● **YOUR INSTRUCTIONS**
Would you output the whole listing below, exactly as it reads?

● **SOURCE DATA**
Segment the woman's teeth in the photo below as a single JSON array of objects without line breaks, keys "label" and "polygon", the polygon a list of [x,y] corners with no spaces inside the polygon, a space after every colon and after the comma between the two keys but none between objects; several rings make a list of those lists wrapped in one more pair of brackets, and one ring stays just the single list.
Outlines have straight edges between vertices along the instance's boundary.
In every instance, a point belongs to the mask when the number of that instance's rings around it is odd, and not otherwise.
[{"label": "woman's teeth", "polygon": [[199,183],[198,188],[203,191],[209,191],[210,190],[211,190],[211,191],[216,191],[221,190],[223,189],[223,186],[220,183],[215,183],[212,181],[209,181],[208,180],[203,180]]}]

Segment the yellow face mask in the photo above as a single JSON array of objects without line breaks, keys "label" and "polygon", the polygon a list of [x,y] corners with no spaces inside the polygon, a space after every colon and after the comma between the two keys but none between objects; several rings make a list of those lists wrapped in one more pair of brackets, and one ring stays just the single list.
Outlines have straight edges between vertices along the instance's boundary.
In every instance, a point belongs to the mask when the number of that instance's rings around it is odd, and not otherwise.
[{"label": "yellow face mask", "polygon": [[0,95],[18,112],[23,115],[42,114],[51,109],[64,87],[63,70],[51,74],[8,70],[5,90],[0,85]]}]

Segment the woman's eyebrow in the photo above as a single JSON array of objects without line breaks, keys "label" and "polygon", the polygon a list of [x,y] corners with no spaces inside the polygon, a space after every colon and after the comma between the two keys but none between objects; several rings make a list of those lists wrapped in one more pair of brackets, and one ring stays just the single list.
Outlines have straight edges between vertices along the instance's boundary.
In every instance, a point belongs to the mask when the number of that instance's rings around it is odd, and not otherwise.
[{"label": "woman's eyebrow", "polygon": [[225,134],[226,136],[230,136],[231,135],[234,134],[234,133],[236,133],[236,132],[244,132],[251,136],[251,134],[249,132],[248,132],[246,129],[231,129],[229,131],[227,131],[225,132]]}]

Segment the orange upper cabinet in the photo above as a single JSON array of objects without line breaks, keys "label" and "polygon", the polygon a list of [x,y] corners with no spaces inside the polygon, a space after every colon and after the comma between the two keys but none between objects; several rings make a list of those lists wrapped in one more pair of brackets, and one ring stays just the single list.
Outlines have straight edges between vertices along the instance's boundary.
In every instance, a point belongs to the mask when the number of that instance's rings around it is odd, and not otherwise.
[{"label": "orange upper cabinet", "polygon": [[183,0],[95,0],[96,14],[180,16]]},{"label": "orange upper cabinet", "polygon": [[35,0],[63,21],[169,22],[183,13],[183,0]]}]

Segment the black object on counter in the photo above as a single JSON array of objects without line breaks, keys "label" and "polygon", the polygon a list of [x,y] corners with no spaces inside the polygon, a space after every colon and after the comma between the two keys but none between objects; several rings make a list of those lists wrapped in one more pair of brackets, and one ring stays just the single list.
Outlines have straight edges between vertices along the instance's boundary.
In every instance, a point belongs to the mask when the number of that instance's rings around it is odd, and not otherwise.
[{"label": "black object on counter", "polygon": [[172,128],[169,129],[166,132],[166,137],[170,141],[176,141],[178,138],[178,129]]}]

● **SOLUTION FOR THIS TASK**
Segment the woman's teeth in the photo below as a single JSON array of objects without line breaks, keys "label" and "polygon", the polygon a list of [x,y] corners with no spaces inside the polygon, a space after every colon and after the comma between the two keys but none between objects; several rings make a list of those lists wrapped in one more pair of brackets, and one ring stays just the single list.
Outlines have straight edges between vertices along the instance's boundary.
In every instance, a point belongs to the mask when the number of that instance's rings around it is odd, and not otherwise.
[{"label": "woman's teeth", "polygon": [[199,183],[198,188],[203,191],[209,191],[210,190],[211,190],[211,191],[216,191],[221,190],[223,189],[223,186],[220,183],[215,183],[212,181],[209,181],[208,180],[203,180]]}]

Segment the yellow face mask in the photo above as a single JSON array of objects without line breaks, keys "label" and "polygon", the polygon a list of [x,y] corners with no spaces inside the polygon, a space after every colon and after the comma between the two keys but none between objects; several rings make a list of those lists wrapped in one more pair of brackets, and one ring stays just the single list.
Outlines have straight edges between vertices along the instance's boundary.
In every instance, a point belongs to the mask when the number of that instance's rings around it is odd, and not otherwise.
[{"label": "yellow face mask", "polygon": [[0,95],[18,112],[23,115],[42,114],[51,109],[64,87],[63,70],[51,74],[8,70],[5,90],[0,85]]}]

Segment the woman's eyebrow in the photo above as a single JSON array of objects without line breaks, keys "label" and "polygon", the polygon a list of [x,y] corners with no spaces inside the polygon, a space after every colon and after the comma between the two keys but none between objects; several rings make a list of those lists wrapped in one more pair of brackets, and one ring stays just the single list.
Outlines have straight edges between vertices along the instance's boundary.
In every instance, a point belongs to the mask when the number of that instance's rings around it is odd, and not otherwise.
[{"label": "woman's eyebrow", "polygon": [[225,134],[226,136],[230,136],[231,135],[234,134],[234,133],[236,133],[236,132],[244,132],[251,136],[251,134],[249,132],[248,132],[246,129],[231,129],[229,131],[227,131],[225,132]]}]

Segment the orange upper cabinet in the photo above as a single JSON array of objects without line breaks, keys "label" and "polygon", the polygon a list of [x,y] corners with no spaces inside the polygon, a space after every colon and after the comma between the two keys but none between objects; several rings make a list of those lists wrapped in one more pair of brackets, and one ring stays just the single list.
Outlines have straight edges between vertices along the instance's boundary.
In every instance, a point belongs to the mask when the number of that instance's rings around it is odd, and not otherwise.
[{"label": "orange upper cabinet", "polygon": [[183,0],[95,0],[96,14],[180,16]]},{"label": "orange upper cabinet", "polygon": [[35,0],[63,21],[169,22],[183,13],[183,0]]}]

Segment the black object on counter in the photo above as a single JSON array of objects without line breaks, keys "label" and "polygon", the polygon a list of [x,y] corners with no spaces inside the polygon, a space after every colon and after the comma between the two keys but none between objects; several rings make a list of those lists wrapped in one more pair of brackets, and one ring stays just the single list.
Outlines have straight edges between vertices along the instance's boundary.
In every instance, a point belongs to the mask when the number of that instance's rings around it is odd, and not otherwise.
[{"label": "black object on counter", "polygon": [[172,128],[169,129],[166,132],[166,137],[170,141],[176,141],[178,138],[178,129]]}]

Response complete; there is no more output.